To do —
Reproduce all of the data below in full, shifting every x and y coordinate in the answers by adding 38 to each value. Omit the pictures from your response.
━━━━
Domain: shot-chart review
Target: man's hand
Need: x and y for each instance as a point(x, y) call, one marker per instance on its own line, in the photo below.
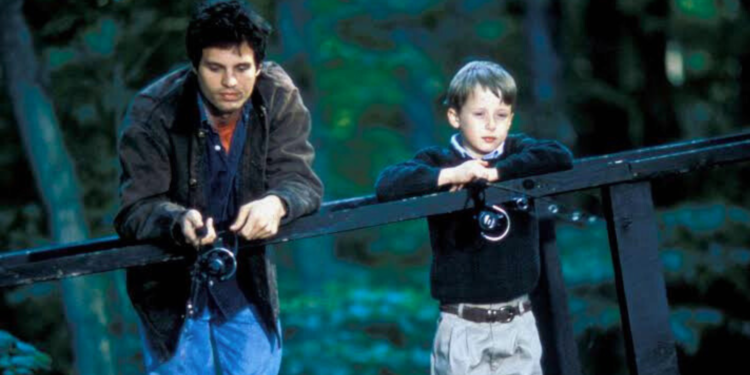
point(259, 219)
point(191, 222)
point(466, 172)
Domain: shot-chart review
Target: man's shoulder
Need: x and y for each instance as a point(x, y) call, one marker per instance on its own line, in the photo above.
point(166, 88)
point(273, 77)
point(158, 99)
━━━━
Solution to this task —
Domain: shot-chart review
Target: man's hand
Need: x and y for each instance as a point(x, y) call, one marker per instance on its own line, in the photo below.
point(297, 257)
point(229, 260)
point(504, 210)
Domain: shot-chart review
Target: man's shoulder
Need: x and y for each instance as a point(x, y) call, one marker per instance on its own line, in the photo above.
point(204, 126)
point(311, 115)
point(196, 137)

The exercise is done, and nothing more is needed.